DATASET EXTRACT:
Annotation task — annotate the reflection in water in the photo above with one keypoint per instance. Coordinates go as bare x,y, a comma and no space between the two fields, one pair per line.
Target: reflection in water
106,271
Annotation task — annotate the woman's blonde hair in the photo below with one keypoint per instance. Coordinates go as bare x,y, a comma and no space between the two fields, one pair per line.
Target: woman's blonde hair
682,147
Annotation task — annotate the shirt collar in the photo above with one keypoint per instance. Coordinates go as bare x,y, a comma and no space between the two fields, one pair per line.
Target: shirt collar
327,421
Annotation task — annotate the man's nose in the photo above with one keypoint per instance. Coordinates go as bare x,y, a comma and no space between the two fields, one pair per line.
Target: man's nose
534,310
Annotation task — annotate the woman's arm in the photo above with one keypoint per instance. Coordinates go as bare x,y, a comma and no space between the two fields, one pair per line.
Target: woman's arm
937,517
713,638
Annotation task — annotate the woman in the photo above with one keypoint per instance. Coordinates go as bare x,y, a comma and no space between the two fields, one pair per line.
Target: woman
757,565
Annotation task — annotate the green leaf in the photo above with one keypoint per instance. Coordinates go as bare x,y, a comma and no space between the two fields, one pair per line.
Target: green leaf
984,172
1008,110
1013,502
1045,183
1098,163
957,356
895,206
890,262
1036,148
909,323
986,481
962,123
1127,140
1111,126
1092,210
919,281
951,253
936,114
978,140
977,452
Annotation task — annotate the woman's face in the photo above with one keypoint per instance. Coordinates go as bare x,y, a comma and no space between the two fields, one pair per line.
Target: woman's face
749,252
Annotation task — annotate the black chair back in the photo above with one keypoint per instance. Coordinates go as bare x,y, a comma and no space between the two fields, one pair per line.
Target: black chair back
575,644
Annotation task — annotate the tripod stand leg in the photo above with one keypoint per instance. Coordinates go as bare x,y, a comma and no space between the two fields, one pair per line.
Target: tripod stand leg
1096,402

REQUIRED TASK:
Starting at the line that contains "Annotation task — annotate the tripod" and ending at the last line of the entries, write out every line again, requests included. Scale each keypoint coordinate in the answers by 2.3, rounding to whole numbers with halves rounded up.

RESULT:
Annotation task — annotate the tripod stand leg in the photo above with one keypoint per instance. Coordinates go as bare x,y, a comma and no space between the two fields, one pair per line.
Target: tripod stand leg
2521,925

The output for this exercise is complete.